→ TO DO:
Nothing but the records, transcribed verbatim and stripped of images, should appear in the answer.

→ Stored data entries:

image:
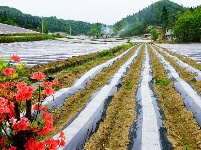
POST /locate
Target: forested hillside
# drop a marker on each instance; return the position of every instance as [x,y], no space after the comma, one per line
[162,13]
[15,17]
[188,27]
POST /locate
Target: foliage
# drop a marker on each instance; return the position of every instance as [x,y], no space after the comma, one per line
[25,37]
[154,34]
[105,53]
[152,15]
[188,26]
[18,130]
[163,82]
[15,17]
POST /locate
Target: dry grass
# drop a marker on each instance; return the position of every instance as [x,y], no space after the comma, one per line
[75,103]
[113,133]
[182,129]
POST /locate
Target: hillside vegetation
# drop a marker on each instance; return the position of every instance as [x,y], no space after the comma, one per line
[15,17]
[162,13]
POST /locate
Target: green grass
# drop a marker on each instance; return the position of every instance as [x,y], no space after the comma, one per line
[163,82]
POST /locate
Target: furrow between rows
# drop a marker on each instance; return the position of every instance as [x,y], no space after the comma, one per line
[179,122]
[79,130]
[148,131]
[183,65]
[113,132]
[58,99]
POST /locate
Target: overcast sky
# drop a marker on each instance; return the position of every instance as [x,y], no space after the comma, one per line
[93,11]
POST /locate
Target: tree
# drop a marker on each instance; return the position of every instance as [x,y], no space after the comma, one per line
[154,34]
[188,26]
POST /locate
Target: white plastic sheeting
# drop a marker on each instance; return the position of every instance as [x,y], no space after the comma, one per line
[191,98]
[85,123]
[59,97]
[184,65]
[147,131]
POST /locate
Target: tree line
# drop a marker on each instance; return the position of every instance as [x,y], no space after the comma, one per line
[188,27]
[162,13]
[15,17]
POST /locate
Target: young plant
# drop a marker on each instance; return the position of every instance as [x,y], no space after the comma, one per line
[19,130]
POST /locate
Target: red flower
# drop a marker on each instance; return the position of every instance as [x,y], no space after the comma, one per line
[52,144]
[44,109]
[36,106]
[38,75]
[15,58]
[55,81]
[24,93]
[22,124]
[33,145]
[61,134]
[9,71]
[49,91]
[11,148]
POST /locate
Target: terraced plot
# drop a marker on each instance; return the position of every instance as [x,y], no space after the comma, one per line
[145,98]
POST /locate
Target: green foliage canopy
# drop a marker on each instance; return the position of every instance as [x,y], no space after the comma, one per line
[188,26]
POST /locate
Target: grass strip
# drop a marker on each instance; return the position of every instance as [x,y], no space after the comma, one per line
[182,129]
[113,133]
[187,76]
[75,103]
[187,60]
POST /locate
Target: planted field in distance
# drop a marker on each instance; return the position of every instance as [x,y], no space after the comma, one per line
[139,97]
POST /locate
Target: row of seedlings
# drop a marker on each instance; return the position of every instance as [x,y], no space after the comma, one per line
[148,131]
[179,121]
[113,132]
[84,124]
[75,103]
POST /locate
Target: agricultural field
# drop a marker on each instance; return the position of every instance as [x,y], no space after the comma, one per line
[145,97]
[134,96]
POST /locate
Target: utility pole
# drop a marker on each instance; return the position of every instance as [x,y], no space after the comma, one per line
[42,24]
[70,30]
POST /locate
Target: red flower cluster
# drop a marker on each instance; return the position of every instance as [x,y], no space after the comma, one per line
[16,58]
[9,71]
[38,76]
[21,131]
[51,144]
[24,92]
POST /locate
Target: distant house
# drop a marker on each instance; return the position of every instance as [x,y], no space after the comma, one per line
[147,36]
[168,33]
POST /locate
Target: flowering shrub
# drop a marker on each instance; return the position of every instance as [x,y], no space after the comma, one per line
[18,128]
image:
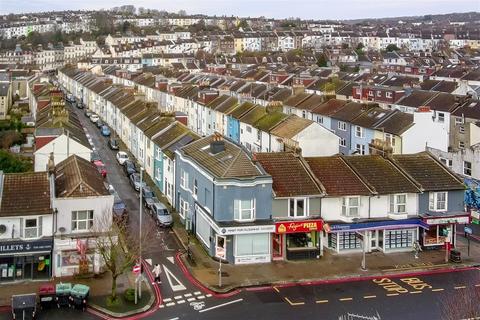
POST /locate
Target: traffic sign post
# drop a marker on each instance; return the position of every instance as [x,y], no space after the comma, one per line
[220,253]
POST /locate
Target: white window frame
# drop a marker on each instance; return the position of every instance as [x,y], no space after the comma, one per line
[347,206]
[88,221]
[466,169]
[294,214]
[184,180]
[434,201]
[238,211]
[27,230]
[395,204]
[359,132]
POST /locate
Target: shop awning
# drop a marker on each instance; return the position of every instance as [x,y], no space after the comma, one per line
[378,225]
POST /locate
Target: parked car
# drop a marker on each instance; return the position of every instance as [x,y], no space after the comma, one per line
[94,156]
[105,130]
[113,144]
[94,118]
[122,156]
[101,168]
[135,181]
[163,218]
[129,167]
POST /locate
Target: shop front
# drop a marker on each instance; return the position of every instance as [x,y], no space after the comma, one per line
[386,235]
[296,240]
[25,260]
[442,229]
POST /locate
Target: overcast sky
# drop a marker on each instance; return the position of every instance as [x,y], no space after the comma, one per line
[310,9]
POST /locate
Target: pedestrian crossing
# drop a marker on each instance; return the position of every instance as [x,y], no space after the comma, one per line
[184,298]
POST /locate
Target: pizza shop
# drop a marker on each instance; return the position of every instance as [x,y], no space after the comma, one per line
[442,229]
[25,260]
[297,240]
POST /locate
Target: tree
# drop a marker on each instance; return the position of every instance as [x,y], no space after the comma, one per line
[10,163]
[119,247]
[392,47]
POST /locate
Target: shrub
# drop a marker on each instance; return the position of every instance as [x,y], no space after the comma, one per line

→ TASK RESPONSE:
image:
POST /locate
Target: forested hillside
# drop a marker on each instance; return the position of every instance as [x,y], no space after the comma, one per line
[162,13]
[15,17]
[188,27]
POST /locate
Target: foliage
# drop a marker on each instance; return the position of every instance as [x,y], no space after the comma, one per line
[25,37]
[154,34]
[105,53]
[152,15]
[188,26]
[18,130]
[163,82]
[15,17]
POST /locate
Target: dry grass
# drop a marker on each instance; return the position of every instance as [x,y], no space after the comma, one per line
[75,103]
[113,133]
[182,129]
POST /locate
Target: hillside vegetation
# drop a marker on each instance; return the position of every instance as [x,y], no space after the comma, one per line
[15,17]
[162,13]
POST /locate
Target: green grass
# drop a marker on each instance; return the position of every instance as [x,y], no space after the comma, one per line
[163,82]
POST /locate
Target: furrow between rows
# drop a marker on each instance; return the position of every instance as [x,y], no space after the comma, one per line
[179,122]
[79,130]
[148,131]
[183,65]
[113,132]
[58,99]
POST /locate
Target: overcast sky
# drop a marker on each instance; return the position of every instance as [x,y], no space after the comma, one per line
[93,11]
POST /locate
Target: tree
# drop a marker on each instance; return the position of every instance as [x,y], no space after the comma, one per line
[154,34]
[188,26]
POST /locate
Target: white plastic sheeting
# drop a marker on each instance; return the position of every instance as [x,y], no space after the comma, one per line
[191,98]
[85,123]
[59,97]
[184,65]
[147,131]
POST /locate
Target: tree line
# drop a marker on each instance; return the position of every instance as [x,y], no space after the comma, one per line
[188,27]
[162,13]
[15,17]
POST /locate
Target: young plant
# drop a marker on each instance; return the position of every instance as [x,y], no space after the comma, one per line
[19,130]
POST /locate
Target: red flower
# drop a marker on each instance; return the position of every instance as [x,y], no space after the comma, one per line
[52,144]
[44,109]
[36,106]
[38,75]
[15,58]
[55,81]
[24,93]
[22,124]
[33,145]
[61,134]
[9,71]
[49,91]
[11,148]
POST /locate
Target: terraced plot
# drop a marker on each instance; return the position of every instance as [x,y], no space after the comma, one per line
[145,98]
POST /locate
Target: green foliage canopy
# drop a marker on each instance; return the position of every instance as [x,y], no space after the comma, one per line
[188,26]
POST /locate
Target: grass strip
# drop a marker on each instance; return the position of every instance as [x,y], no space after the comma, one per line
[182,129]
[113,133]
[187,76]
[75,103]
[187,60]
POST /locate
Target: planted field in distance
# drop a marker on each instance; return the position of every instance as [x,y], no space after the comma, one per line
[139,97]
POST /locate
Target: row of seedlings
# drop a marker on each instance; return the position of every instance as [x,y], no space after the comma, one per line
[148,131]
[179,121]
[113,132]
[84,124]
[75,103]
POST /locate
Target: agricultural field
# drop a marker on each instance; return the position of every instance as [x,y], no space after the comma, one per line
[145,97]
[134,96]
POST /locate
Target: utility pole
# drop a marker on each instance; return the position of every instance as [x,y], no space after the comma, one per line
[42,24]
[70,30]
POST /locate
Target: red flower cluster
# drop a marker on each instance; return the position of every instance as [x,y], no space after the comma, one per line
[16,58]
[9,71]
[38,76]
[21,131]
[51,144]
[24,92]
POST /locate
Target: distant house
# drop a marker on each instance; return the position of every instance as [x,y], no space after the comma, one per line
[147,36]
[168,33]
POST /locate
Target: flowering shrub
# drop a marker on each instance; return the position of every instance as [x,y], no space after the comma, one per line
[18,128]
image:
POST /locate
Target: traffic sign post
# drop a marker on each instance; return the position of every instance as [x,y], no space after the comma, one per line
[220,253]
POST /locate
Target: white window frame
# drop a marker on each instance; return the position of every instance as [x,y], no space after the comma, one per line
[347,206]
[88,221]
[466,169]
[294,214]
[184,180]
[434,201]
[238,211]
[27,230]
[395,204]
[359,132]
POST /locate
Target: shop awning
# drop a marker on each instance; return the position of every instance as [x,y], no space after the comma, one per line
[378,225]
POST /locate
Target: parked car
# drop a marker on each instance; return the position of every instance as [x,y], no space after the comma, one per line
[94,156]
[105,130]
[113,144]
[94,118]
[122,156]
[101,168]
[135,181]
[163,218]
[129,167]
POST /locate
Target: shop front
# drop a marker on each instance; return the position of every instance as [x,y], no space after the comma, one per line
[386,235]
[296,240]
[25,260]
[442,229]
POST /locate
Target: overcast sky
# drop a marker on each instance; return the position of every instance as [x,y], no space after the comma, one per line
[310,9]
POST /locate
Target: pedestrian crossing
# drop a marker on each instance; return the position of every instance as [x,y], no space after the comma, one per line
[184,298]
POST /locate
Target: pizza shop
# drop a marker on each instance; return the position of every instance as [x,y], no space after the comma, one per line
[442,229]
[25,260]
[297,240]
POST /locate
Target: tree
# drop a marker on each instance; return the position of every instance as [x,y], no space after the comma, one per line
[10,163]
[119,247]
[392,47]
POST /locate
Target: shrub
# drop a marker on each instance; return the position of every instance as [x,y], no space after the comma, one per line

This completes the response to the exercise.